EXERCISE DIRECTIONS
Please return every record exactly, with no pictures included.

[Stored items]
>>>>>

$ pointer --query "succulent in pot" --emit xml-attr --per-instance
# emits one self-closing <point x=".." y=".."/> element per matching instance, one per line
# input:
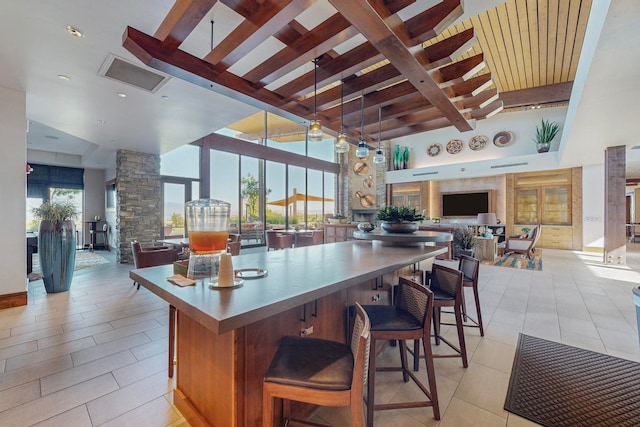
<point x="399" y="219"/>
<point x="545" y="134"/>
<point x="56" y="244"/>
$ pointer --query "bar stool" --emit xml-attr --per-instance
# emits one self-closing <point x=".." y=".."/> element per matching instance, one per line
<point x="319" y="372"/>
<point x="446" y="285"/>
<point x="469" y="267"/>
<point x="408" y="319"/>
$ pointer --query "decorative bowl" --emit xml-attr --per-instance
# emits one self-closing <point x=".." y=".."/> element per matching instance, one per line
<point x="399" y="227"/>
<point x="366" y="227"/>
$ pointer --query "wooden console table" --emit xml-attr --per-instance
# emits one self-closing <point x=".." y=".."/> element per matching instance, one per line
<point x="226" y="338"/>
<point x="486" y="248"/>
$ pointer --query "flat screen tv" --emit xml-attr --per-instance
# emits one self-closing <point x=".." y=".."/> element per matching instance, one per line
<point x="466" y="204"/>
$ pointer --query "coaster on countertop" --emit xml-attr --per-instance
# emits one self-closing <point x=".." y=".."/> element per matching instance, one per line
<point x="180" y="280"/>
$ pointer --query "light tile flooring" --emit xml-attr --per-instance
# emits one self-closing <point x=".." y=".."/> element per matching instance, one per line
<point x="97" y="355"/>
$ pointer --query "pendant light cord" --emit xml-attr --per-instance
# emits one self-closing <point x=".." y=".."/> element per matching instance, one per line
<point x="362" y="119"/>
<point x="379" y="124"/>
<point x="341" y="105"/>
<point x="315" y="86"/>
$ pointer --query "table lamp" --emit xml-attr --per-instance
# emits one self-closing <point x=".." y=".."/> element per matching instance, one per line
<point x="487" y="219"/>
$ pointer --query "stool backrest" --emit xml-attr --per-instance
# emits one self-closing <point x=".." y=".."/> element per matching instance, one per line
<point x="446" y="280"/>
<point x="360" y="347"/>
<point x="469" y="267"/>
<point x="416" y="300"/>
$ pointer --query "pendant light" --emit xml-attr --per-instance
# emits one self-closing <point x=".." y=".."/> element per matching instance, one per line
<point x="315" y="130"/>
<point x="379" y="156"/>
<point x="362" y="151"/>
<point x="342" y="146"/>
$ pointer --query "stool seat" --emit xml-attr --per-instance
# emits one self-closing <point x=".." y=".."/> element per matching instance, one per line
<point x="312" y="363"/>
<point x="391" y="318"/>
<point x="319" y="372"/>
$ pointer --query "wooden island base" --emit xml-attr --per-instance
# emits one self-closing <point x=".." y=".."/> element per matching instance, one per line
<point x="227" y="338"/>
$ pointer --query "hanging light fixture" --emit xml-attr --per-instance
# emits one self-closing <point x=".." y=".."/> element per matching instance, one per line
<point x="315" y="130"/>
<point x="342" y="146"/>
<point x="362" y="151"/>
<point x="379" y="156"/>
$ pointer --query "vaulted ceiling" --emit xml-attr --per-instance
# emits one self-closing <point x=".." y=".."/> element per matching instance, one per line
<point x="412" y="59"/>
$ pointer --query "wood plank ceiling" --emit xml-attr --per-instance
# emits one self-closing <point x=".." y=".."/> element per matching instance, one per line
<point x="408" y="60"/>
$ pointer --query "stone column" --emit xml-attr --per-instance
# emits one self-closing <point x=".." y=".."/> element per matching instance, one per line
<point x="139" y="208"/>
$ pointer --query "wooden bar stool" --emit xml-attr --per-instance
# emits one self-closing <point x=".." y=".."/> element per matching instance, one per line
<point x="408" y="319"/>
<point x="469" y="267"/>
<point x="319" y="372"/>
<point x="446" y="285"/>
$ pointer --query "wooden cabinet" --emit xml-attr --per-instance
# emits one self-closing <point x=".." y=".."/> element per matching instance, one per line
<point x="543" y="199"/>
<point x="338" y="232"/>
<point x="556" y="237"/>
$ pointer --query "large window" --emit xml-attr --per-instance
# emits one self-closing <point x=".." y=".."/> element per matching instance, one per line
<point x="270" y="183"/>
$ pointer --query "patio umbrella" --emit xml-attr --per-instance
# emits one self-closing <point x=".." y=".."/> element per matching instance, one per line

<<<<<

ANSWER TO THE PROBLEM
$ pointer --query "succulent in pot" --emit xml-attr --per-instance
# emits one self-closing <point x=".." y=".."/> element per matching instance, one per line
# input:
<point x="399" y="219"/>
<point x="545" y="134"/>
<point x="56" y="244"/>
$ pointer --query "bar stool" --emit xml-attr --per-instance
# emits one self-closing <point x=".." y=".."/> element per matching instance, one per line
<point x="319" y="372"/>
<point x="446" y="285"/>
<point x="469" y="267"/>
<point x="408" y="319"/>
$ pointer --query "decorative bowl" --emit xml-attr --per-instance
# emits one self-closing <point x=".." y=".."/> element per matching instance, one per line
<point x="399" y="227"/>
<point x="366" y="227"/>
$ pointer --query "wooden console table" --emit xml-attr --per-instance
# emits one self-closing <point x=".." y=".."/> element per matching instance, one per line
<point x="226" y="338"/>
<point x="486" y="248"/>
$ pointer --query "flat screen tv" --emit xml-attr --per-instance
# emits one self-closing <point x=".." y=".."/> element per matching instance, one per line
<point x="466" y="204"/>
$ pointer --query "coaster on countertop" --emit xml-attr --per-instance
# emits one self-closing <point x=".." y=".."/> element per matching instance, one per line
<point x="180" y="280"/>
$ pointer --query "light tile flooring" --emit xml-attr --per-instance
# emits one self-closing <point x=".." y=".."/> element per matching instance, one per line
<point x="97" y="355"/>
$ pointer --query "pendant light cord" --emit xml-attr --per-instance
# emits one self-closing <point x=".." y=".."/> element per matching instance, one per line
<point x="362" y="119"/>
<point x="379" y="124"/>
<point x="341" y="105"/>
<point x="315" y="86"/>
$ pointer --query "table lamp" --emit xml-attr --per-instance
# emits one self-closing <point x=".." y=".."/> element per matching instance, one per line
<point x="487" y="219"/>
$ pointer --query "stool backrest" --emit xml-attr --per-instance
# emits one self-closing <point x=".." y=".."/> element per matching instance, one per line
<point x="446" y="280"/>
<point x="360" y="347"/>
<point x="469" y="267"/>
<point x="416" y="300"/>
$ pointer --query "pendant light" --emit xml-attr --per-instance
# emits one self-closing <point x=".." y=".."/> element per matching instance, one per line
<point x="315" y="130"/>
<point x="379" y="156"/>
<point x="362" y="151"/>
<point x="342" y="146"/>
$ pointer --query "stool seat" --emit xml-attr --per-instance
# emits one self-closing <point x=".." y=".."/> element per matching instance, one per line
<point x="312" y="363"/>
<point x="391" y="318"/>
<point x="319" y="372"/>
$ pointer --query "wooden island base" --emit xml-attr --per-instance
# emits one self-closing <point x=".." y=".."/> element per matching instance, one per line
<point x="227" y="338"/>
$ pointer --query "hanging light fixture" --emit xml-attr --per-instance
# emits one self-closing <point x=".." y=".."/> element per matching instance, one per line
<point x="315" y="130"/>
<point x="342" y="146"/>
<point x="362" y="151"/>
<point x="379" y="156"/>
$ pointer --query "vaulted ceiling" --emit xml-attr --per-instance
# emits one self-closing <point x=".." y=".."/> element per matching instance, one per line
<point x="412" y="59"/>
$ pointer --query "wood plank ceiling" --emit xml-attr --per-instance
# emits one self-closing <point x=".." y=".."/> element per matching instance, one per line
<point x="408" y="60"/>
$ pointer --query "stone column" --emit xml-attr --per-instance
# emits one self-closing <point x=".." y=".."/> element per matching instance, one per line
<point x="139" y="208"/>
$ pointer --query "wooden bar stool" --emit xml-attr --per-instance
# emits one self-closing <point x=".." y=".."/> element per matching instance, one per line
<point x="408" y="319"/>
<point x="469" y="267"/>
<point x="319" y="372"/>
<point x="446" y="285"/>
$ pointer --query "wooden cabinet" --emit xml-attr --per-instance
# emits one self-closing <point x=".." y=".."/> element per matching instance, one per line
<point x="543" y="199"/>
<point x="338" y="232"/>
<point x="556" y="237"/>
$ pointer --query "large window" --emit xml-attr --per-instance
# emits one self-closing <point x=".." y=".."/> element per matching instance, one per line
<point x="270" y="183"/>
$ pointer --query "patio umbrella" --emit xml-attr --per-instance
# emits one self-closing <point x=".." y=".."/> element per matching instance, one per line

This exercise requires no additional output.